-- START OF SOURCE --
727 reviews12 followers
August 29, 2008
Here's how I usually work: I get into something by chance, but then that thing branches off into any number of myriad other new interests. Such is the case with Arthur Machen. Through reading, I ended up in comics. Through comics, I ended up an Alan Moore fanatic. Through Moore, I heard his audio performance 'Highbury Working,' in which Machen appears in a fascinating fashion.
This anthology, the first I've been able to pick up of his work (AUS$4 in Melbourne), is an excellent introduction and got me to read still more (so far, only 'The Three Impostors,' his most recognised work).
Here collected are 4 tales of Lovecraftian horror: "The Great God Pan", "The White People", "The Inmost Light", "The Shining Pyramid." These are not Lovecraftian in the typical use of the term; there are no giant, fantastic beasts with bizarre names being raised by eldritch rites. Instead, these tales evoke the spirit of Lovecraft's other tales, those that hearken back to Poe in their suggestion of greater terror than that which is seen. These four stories share the common bond of ancient religion -- and ancient secrets -- at their core, and I'd be hard pressed to recommend one over another. Get the book and read them all!
Profile Image for Sam.
3 reviews
August 18, 2011
One of my favoutite authors of all time! Understated, under-rated and excellent.
Profile Image for Hector.
-- END OF SOURCE --
-- START OF DATA RECORDS --
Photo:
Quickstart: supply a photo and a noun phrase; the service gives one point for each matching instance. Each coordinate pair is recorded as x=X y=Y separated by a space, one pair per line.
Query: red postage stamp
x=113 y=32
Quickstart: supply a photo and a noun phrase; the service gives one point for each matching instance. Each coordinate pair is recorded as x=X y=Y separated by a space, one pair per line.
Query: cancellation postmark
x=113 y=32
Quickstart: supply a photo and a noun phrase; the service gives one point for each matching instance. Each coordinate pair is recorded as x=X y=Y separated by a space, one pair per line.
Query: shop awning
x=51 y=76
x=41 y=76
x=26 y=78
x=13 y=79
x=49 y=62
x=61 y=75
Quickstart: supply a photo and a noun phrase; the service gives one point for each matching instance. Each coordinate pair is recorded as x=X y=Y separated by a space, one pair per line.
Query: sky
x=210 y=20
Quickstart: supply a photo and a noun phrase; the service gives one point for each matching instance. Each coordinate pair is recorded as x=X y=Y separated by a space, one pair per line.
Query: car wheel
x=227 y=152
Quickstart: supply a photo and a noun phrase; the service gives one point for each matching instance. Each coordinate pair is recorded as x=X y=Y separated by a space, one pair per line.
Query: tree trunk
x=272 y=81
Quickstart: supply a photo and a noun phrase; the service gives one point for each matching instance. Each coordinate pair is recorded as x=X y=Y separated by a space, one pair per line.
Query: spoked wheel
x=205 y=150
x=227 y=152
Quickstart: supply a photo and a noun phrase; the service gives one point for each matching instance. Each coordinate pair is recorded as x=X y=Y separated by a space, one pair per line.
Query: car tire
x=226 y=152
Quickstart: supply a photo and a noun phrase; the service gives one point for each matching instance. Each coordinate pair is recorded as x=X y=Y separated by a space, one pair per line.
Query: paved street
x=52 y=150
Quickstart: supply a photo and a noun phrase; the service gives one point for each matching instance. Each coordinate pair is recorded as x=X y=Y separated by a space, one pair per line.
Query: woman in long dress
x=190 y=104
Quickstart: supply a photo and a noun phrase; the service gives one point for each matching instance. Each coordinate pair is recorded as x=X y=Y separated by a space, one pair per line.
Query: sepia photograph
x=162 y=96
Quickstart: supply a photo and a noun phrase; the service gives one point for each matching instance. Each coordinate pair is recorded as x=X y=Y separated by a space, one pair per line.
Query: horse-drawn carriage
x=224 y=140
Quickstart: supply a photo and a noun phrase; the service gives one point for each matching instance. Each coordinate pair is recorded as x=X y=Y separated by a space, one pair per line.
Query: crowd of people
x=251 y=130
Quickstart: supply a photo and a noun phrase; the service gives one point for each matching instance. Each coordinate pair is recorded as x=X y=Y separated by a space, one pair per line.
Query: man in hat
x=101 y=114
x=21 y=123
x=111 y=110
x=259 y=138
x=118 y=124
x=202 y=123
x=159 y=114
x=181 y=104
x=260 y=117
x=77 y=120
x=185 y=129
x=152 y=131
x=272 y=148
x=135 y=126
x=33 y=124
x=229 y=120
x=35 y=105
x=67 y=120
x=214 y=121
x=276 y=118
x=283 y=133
-- END OF DATA RECORDS --
WORK TO COMPLETE:
A. From the Machen reviews, list the titles of the tales collected in the anthology.
B. According to the Machen reviews, how much did the first reviewer pay for the anthology, and where?
C. Copy word for word the passage of the Machen reviews starting at "Profile Image for Sam." and ending at "Image for Hector.".

OUTPUTS IN ORDER:
A. "The Great God Pan", "The White People", "The Inmost Light", "The Shining Pyramid"

B. AUS$4 in Melbourne.

C.
Profile Image for Sam.
3 reviews
August 18, 2011
One of my favoutite authors of all time! Understated, under-rated and excellent.
Profile Image for Hector.